▶ _Requirement_
Reproduce word for word the part of the InnoDB compressed BLOB fix note below that lies between "buf_read_page(): Add the" and "it returns nullptr.", inclusive.

▶ _Excerpted passage_
----------------

MDEV-35413 InnoDB: Cannot load compressed BLOB

A race condition was observed between two buf_page_get_zip() for a page.
One of them had proceeded to buf_read_page(), allocating and x-latching
a buf_block_t that initially comprises only an uncompressed page frame.
While that thread was waiting inside buf_block_alloc(), another thread
would try to access the same page. Without acquiring a page latch, it
would wrongly conclude that there is corruption because no compressed
page frame exists for the block.

buf_page_get_zip(): Simplify the logic and correct the documentation.
Always acquire a shared latch to prevent any race condition with a
concurrent read operation. No longer increment a buffer-fix; the latch
is sufficient for preventing page relocation or eviction.

buf_read_page(): Add the parameter bool unzip=true. In buf_page_get_zip()
there is no need to allocate an uncompressed page frame for reading a
compressed BLOB page. We only need that for other ROW_FORMAT=COMPRESSED
pages, or for writing compressed BLOB pages.

btr_copy_zblob_prefix(): Remove the message "Cannot load compressed BLOB"
because buf_page_get_zip() will already have reported a more specific
error whenever it returns nullptr.

row_merge_buf_add(): Do not crash on BLOB corruption, but return an
error instead. (In debug builds, an assertion will fail if this
corruption is noticed.)

----------------

▶ _Provided data_
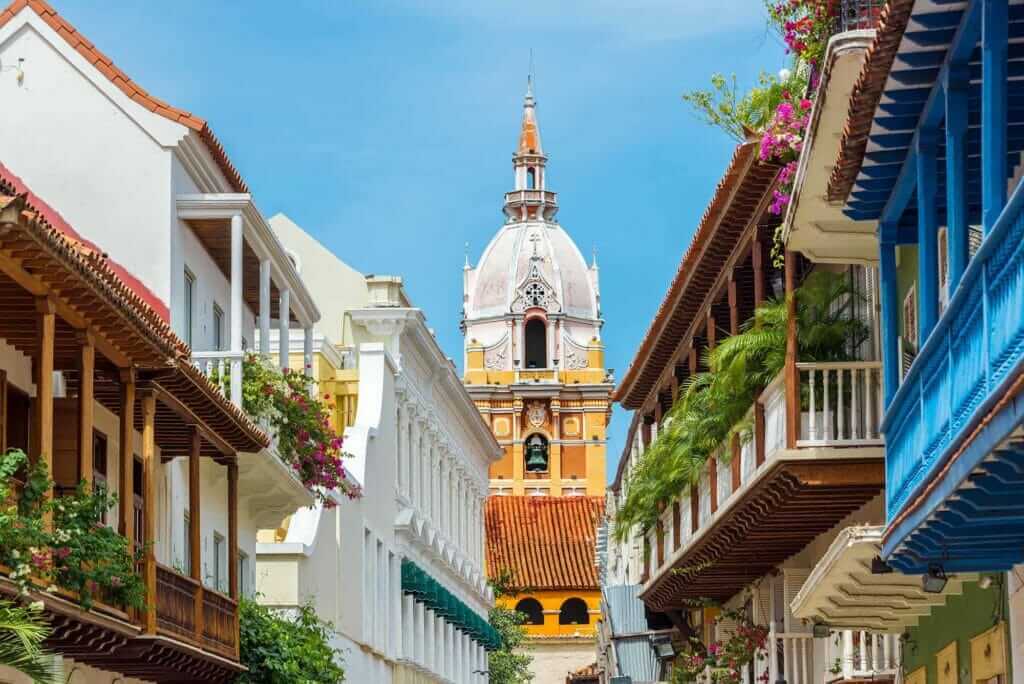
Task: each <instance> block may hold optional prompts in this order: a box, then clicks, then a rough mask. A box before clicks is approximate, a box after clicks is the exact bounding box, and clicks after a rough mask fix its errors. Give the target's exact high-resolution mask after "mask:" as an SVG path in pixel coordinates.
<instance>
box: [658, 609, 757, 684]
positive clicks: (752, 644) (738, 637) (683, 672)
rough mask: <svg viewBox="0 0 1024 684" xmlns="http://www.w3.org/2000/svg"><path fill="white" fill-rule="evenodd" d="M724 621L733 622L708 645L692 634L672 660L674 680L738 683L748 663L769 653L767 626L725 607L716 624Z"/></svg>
mask: <svg viewBox="0 0 1024 684" xmlns="http://www.w3.org/2000/svg"><path fill="white" fill-rule="evenodd" d="M725 621H730V622H732V623H733V624H734V627H733V628H732V629H731V630H729V631H728V633H727V635H726V636H725V638H723V639H719V640H716V641H712V642H711V643H709V644H707V645H705V644H703V643H702V642H701V641H700V640H699V639H697V638H696V637H691V638H690V640H689V642H688V644H687V645H686V646H685V647H684V648H683V651H682V652H681V653H680V654H679V655H678V656H677V657H676V660H675V661H674V662H673V673H672V682H673V684H685V683H688V682H707V683H711V684H738V683H739V682H740V681H742V678H743V671H744V669H746V668H748V666H750V665H752V664H754V662H756V661H757V660H760V659H764V658H765V657H766V656H767V650H766V644H767V641H768V629H767V628H765V627H761V626H758V625H755V624H754V623H753V622H752V621H751V619H750V618H749V617H746V615H745V614H744V613H742V612H739V611H735V610H723V611H722V612H721V613H720V614H719V616H718V617H717V619H716V623H717V626H721V625H722V623H724V622H725Z"/></svg>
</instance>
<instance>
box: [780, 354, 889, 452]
mask: <svg viewBox="0 0 1024 684" xmlns="http://www.w3.org/2000/svg"><path fill="white" fill-rule="evenodd" d="M797 372H798V374H799V375H800V384H801V389H802V393H803V395H804V396H805V397H806V407H804V408H806V411H803V412H802V415H801V424H800V434H799V435H797V446H877V445H881V444H882V435H881V434H880V433H879V424H880V423H881V422H882V415H883V410H882V397H883V392H882V364H881V361H849V362H812V364H797Z"/></svg>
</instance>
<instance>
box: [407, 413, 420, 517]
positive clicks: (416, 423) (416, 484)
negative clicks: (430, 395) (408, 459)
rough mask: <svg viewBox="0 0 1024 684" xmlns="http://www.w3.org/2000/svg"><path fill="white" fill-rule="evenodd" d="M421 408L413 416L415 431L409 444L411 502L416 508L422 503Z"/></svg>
mask: <svg viewBox="0 0 1024 684" xmlns="http://www.w3.org/2000/svg"><path fill="white" fill-rule="evenodd" d="M418 409H419V407H417V408H416V410H414V413H413V414H412V416H411V417H412V420H413V426H412V427H413V429H412V431H411V432H412V438H411V439H410V442H409V457H410V458H409V501H410V502H411V503H412V504H413V507H414V508H416V507H417V506H419V503H420V416H419V412H418Z"/></svg>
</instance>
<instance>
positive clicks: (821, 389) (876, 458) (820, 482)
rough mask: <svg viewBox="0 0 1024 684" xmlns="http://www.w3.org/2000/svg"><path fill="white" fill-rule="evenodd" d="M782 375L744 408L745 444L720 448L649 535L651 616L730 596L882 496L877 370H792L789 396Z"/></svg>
mask: <svg viewBox="0 0 1024 684" xmlns="http://www.w3.org/2000/svg"><path fill="white" fill-rule="evenodd" d="M784 375H785V374H780V375H779V377H778V378H776V380H775V381H774V382H773V383H772V384H771V385H769V386H768V387H767V388H766V389H765V390H764V391H763V392H762V394H761V396H760V397H759V398H758V400H757V401H756V403H755V405H754V407H752V409H751V414H750V416H749V418H750V422H751V423H752V424H753V425H754V426H755V429H754V431H753V434H752V435H751V437H750V438H749V439H748V440H745V441H739V440H736V441H735V442H734V443H733V444H731V445H726V446H723V447H722V448H720V450H719V452H718V453H716V454H715V455H714V458H712V459H710V460H709V462H708V464H707V467H706V470H705V472H703V473H702V475H701V477H700V479H699V481H698V482H697V484H695V485H692V486H690V487H688V489H687V490H686V491H684V493H682V494H681V496H680V498H679V500H678V501H677V502H675V503H674V504H672V505H671V506H668V507H667V508H666V510H665V512H664V513H663V515H662V519H660V523H659V525H658V527H657V529H655V530H653V531H652V532H651V533H650V535H651V536H650V539H649V540H648V544H649V546H650V549H651V554H650V561H649V562H650V567H649V568H648V570H649V579H648V580H646V581H645V584H644V587H643V589H642V592H641V598H642V599H643V600H644V602H645V603H647V605H648V607H650V608H651V609H653V610H676V609H680V608H683V607H684V606H685V602H686V601H687V600H691V599H697V598H713V599H717V600H723V601H724V600H726V599H728V598H730V597H731V596H733V595H734V594H735V593H736V592H738V591H740V590H741V589H742V588H743V587H745V586H748V585H749V584H750V583H752V582H754V581H755V580H757V579H759V578H761V576H762V575H764V574H765V573H767V572H769V571H771V570H772V569H773V568H774V567H775V566H777V565H778V564H779V563H780V562H782V561H783V560H785V559H786V558H787V557H790V556H792V555H793V554H795V553H798V552H799V551H800V550H801V549H803V548H804V547H805V546H806V545H807V544H809V543H810V542H811V541H812V540H813V539H814V538H815V537H817V536H818V535H820V533H822V532H824V531H827V530H828V529H829V528H831V527H833V526H835V525H836V524H837V523H838V522H839V521H840V520H842V519H843V518H844V517H846V516H847V515H849V514H850V513H853V512H854V511H856V510H857V509H859V508H860V507H862V506H863V505H864V504H866V503H867V502H868V501H870V500H871V499H872V498H874V497H876V496H878V495H879V494H880V493H881V490H882V488H883V486H884V484H885V481H884V473H883V470H884V468H883V458H884V457H883V448H882V440H881V437H880V435H879V429H878V427H879V419H880V415H881V411H880V400H881V399H880V395H881V391H882V388H881V377H880V376H881V368H880V365H879V364H878V362H874V361H858V362H852V364H798V365H797V373H795V374H794V375H795V377H797V378H799V383H800V384H799V385H798V386H797V388H796V390H795V391H794V392H786V386H785V378H784ZM787 394H792V395H796V396H798V397H803V398H802V399H798V400H799V401H800V404H801V407H800V408H801V409H802V411H800V412H799V413H797V412H796V410H795V409H794V408H793V407H792V405H791V404H790V402H788V401H787V398H786V395H787ZM787 425H797V426H798V427H797V432H796V433H795V434H790V429H788V427H787Z"/></svg>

----------------

▶ _Solution_
buf_read_page(): Add the parameter bool unzip=true. In buf_page_get_zip()
there is no need to allocate an uncompressed page frame for reading a
compressed BLOB page. We only need that for other ROW_FORMAT=COMPRESSED
pages, or for writing compressed BLOB pages.

btr_copy_zblob_prefix(): Remove the message "Cannot load compressed BLOB"
because buf_page_get_zip() will already have reported a more specific
error whenever it returns nullptr.